Repeat the data word for word and skip the pictures.
%%
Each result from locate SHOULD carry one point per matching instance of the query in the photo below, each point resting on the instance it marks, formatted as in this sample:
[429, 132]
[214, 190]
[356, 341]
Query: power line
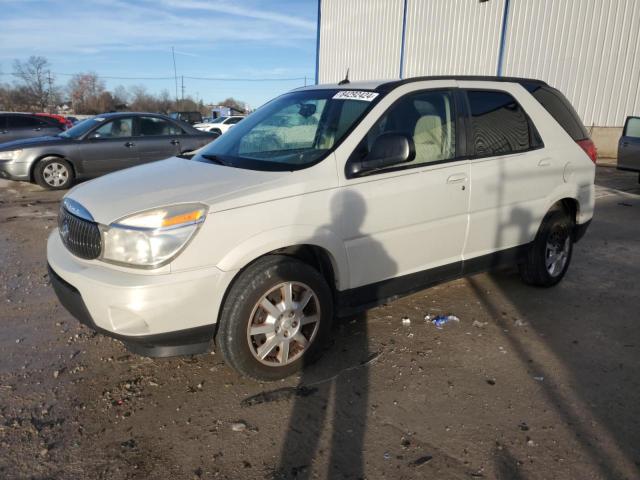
%%
▶ [Exercise result]:
Each result from locate SHOULD carry one point per matching instance of the query in the photo below, each point resting on the instance it marks, formatted as in this sample:
[429, 132]
[214, 190]
[356, 341]
Query: power line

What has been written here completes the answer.